**EXERCISE**
Set down every line below, word for word.
======== MATERIAL SUPPLIED ========
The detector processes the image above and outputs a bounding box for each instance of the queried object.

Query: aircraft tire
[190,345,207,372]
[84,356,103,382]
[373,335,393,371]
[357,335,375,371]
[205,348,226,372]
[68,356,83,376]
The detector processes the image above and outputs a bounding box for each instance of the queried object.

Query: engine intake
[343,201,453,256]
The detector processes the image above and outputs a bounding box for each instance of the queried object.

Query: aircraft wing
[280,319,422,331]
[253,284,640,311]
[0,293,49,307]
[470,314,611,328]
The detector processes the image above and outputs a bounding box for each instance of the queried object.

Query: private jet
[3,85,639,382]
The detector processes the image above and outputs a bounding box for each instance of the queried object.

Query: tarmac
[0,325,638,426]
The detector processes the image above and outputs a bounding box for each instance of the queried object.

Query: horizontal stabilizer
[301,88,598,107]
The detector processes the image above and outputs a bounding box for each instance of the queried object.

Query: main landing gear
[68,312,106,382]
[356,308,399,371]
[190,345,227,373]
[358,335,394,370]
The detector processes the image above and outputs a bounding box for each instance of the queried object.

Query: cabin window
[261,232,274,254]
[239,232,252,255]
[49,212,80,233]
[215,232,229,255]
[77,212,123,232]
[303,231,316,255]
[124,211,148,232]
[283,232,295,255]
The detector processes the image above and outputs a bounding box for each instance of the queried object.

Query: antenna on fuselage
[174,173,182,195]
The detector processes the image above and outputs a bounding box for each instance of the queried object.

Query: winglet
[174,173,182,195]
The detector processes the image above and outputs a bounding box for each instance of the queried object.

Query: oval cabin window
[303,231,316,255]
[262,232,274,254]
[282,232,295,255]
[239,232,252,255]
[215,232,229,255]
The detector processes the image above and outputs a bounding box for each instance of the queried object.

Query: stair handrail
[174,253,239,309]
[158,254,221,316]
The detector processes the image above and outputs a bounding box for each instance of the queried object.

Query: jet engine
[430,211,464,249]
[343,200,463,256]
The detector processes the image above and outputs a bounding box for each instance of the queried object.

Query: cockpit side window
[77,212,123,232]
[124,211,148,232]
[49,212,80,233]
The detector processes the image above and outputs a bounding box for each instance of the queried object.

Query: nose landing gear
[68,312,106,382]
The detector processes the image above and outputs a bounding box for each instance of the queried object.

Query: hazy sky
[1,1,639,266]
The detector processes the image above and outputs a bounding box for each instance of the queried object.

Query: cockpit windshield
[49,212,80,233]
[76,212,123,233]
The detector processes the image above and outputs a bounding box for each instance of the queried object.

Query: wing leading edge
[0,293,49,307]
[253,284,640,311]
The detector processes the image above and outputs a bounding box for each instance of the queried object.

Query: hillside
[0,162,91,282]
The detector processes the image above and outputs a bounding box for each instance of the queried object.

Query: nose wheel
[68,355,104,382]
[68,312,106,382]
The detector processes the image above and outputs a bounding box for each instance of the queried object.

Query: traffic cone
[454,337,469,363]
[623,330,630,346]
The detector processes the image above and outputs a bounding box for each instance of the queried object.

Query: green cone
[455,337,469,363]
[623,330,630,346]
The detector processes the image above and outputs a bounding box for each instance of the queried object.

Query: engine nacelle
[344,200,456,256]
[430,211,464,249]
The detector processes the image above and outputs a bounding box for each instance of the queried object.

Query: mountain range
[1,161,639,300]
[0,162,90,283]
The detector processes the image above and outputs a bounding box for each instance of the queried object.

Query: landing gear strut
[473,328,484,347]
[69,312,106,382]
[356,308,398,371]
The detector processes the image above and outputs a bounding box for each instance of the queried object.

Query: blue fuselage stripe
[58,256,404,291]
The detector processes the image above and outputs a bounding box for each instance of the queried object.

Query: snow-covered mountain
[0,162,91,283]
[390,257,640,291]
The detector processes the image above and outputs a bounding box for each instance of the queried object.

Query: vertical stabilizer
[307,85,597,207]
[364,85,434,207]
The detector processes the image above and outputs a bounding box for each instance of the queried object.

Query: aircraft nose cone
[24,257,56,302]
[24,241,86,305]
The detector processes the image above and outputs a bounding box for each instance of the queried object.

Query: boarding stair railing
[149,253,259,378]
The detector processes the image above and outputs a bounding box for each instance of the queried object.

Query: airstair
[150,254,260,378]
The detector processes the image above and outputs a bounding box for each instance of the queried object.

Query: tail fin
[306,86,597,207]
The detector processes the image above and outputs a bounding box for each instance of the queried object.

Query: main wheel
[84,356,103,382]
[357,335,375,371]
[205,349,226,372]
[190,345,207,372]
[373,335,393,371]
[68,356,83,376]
========
**ANSWER BOX**
The detector processes the image above and outputs a bounding box for each instance of the queried object.

Query: aircraft tire
[190,345,207,372]
[84,356,103,382]
[373,335,393,371]
[357,335,375,371]
[205,348,226,372]
[68,356,83,376]
The detector processes the image above and outputs a bounding box for each instance of the queried object.

Query: engine intake
[343,201,453,256]
The detector processes the image above and outputs a bounding box for each instance of the queried object.

Query: aircraft wing
[280,319,422,331]
[253,284,640,311]
[0,293,49,307]
[470,314,611,328]
The detector processes the image above and outputs a bounding box for each instance of the queried object.

Query: private jet
[3,85,639,382]
The detector processes the image above and outputs a bounding box for each instance of the queried object.

Query: tarmac
[0,325,638,426]
The detector processes the image above and outputs a bounding box for each instance of the queried object.

Query: horizontal stabilizer
[301,88,598,107]
The detector processes the image above and outputs a bounding box for each instance of the queried object.

Query: main landing gear
[68,312,106,382]
[356,308,399,371]
[190,345,227,373]
[358,335,394,370]
The detector processes the image above and outputs a bounding box for each instance of the queried object.

Query: cabin window
[261,232,274,254]
[239,232,252,255]
[49,212,80,233]
[215,232,229,255]
[77,212,123,232]
[303,231,316,255]
[124,211,148,232]
[283,232,295,255]
The detector processes the image above and outputs a bounding box for each instance of the queried object.

Query: antenna on fuselage
[174,173,182,195]
The detector processes the image above and outputs a bounding box for each instance of the queried object.

Query: winglet
[174,173,182,195]
The detector processes the image above and outputs a bounding box for each instance of the queried object.

Query: oval cabin window
[303,231,316,255]
[262,232,274,254]
[282,232,295,255]
[239,232,252,255]
[215,232,229,255]
The detector processes the image above and outputs a bounding box for each instance of the queried object.

Query: stair handrail
[174,253,239,309]
[158,254,221,316]
The detector processes the image above and outputs a bounding box for each instance of the queried object.

Query: jet engine
[430,211,464,249]
[343,200,463,256]
The detector processes the image above and outputs a bounding box for each instance of the queried object.

Query: cockpit side window
[77,212,123,232]
[124,211,148,232]
[49,212,80,233]
The detector processes the image above and outputs a bounding box for each instance of the queried object.

Query: nose landing gear
[68,312,106,382]
The detector processes the image above and outputs a bounding box for each instance of the queried object.

Query: hazy sky
[1,1,639,266]
The detector processes the image above and outputs a bounding box for each instance of the queried object.

Query: cockpit windshield
[49,212,80,233]
[76,212,123,233]
The detector processes the image above and outputs a bounding box for each instance of the queried object.

Query: wing leading edge
[0,293,49,307]
[253,284,640,311]
The detector processes the image above and outputs a bounding box for each instance of the queried object.

Query: hillside
[0,162,91,282]
The detector processes the image above and outputs a bounding box for each instance of the queried object.

Query: nose wheel
[68,355,104,382]
[68,312,106,382]
The detector processes the image above and outputs a bounding box for each instance of the queried object.

Query: traffic cone
[454,337,469,363]
[623,330,630,346]
The detector processes the image above and outputs a bounding box for each instance of the queried object.

Query: green cone
[455,337,469,363]
[623,330,630,346]
The detector processes the image above and outputs a bounding box for each instance of the queried object.

Query: engine nacelle
[344,200,456,256]
[430,211,464,249]
The detector processes the image above and outputs a bounding box for each instance of the queried object.

Query: mountain range
[1,161,639,300]
[0,162,90,283]
The detector processes the image above and outputs a bounding box for each instance of the queried object.

Query: landing gear strut
[473,328,484,347]
[69,312,106,382]
[356,308,398,371]
The detector processes the image above and outputs a bounding box for each instance of the queried object.

Query: blue fuselage stripe
[58,256,404,291]
The detector processes the image above and outputs a bounding box for each instance of the queried object.

Query: snow-covered mountain
[0,162,91,283]
[390,257,640,291]
The detector processes the image above and outputs a bounding box for each instance of the queried object.

Query: vertical stabilizer
[307,85,597,207]
[364,85,434,207]
The detector processes the image above and outputs a bounding box for each instance of the queried object.

Query: aircraft nose cone
[24,257,56,302]
[24,241,86,305]
The detector processes the image above and outputs a bounding box for each instance of the queried object.

Query: boarding stair railing
[149,253,259,378]
The detector processes the image above and outputs a bounding box for each instance of the queried object.

Query: airstair
[150,254,260,378]
The detector processes the image above and outputs a bounding box for each instance of the queried object.

Query: tail fin
[306,86,597,207]
The detector processes the image above and outputs a bounding box for each instance of the queried object.

Query: main wheel
[84,356,103,382]
[357,335,375,371]
[205,349,226,372]
[190,345,207,372]
[373,335,393,371]
[68,356,83,376]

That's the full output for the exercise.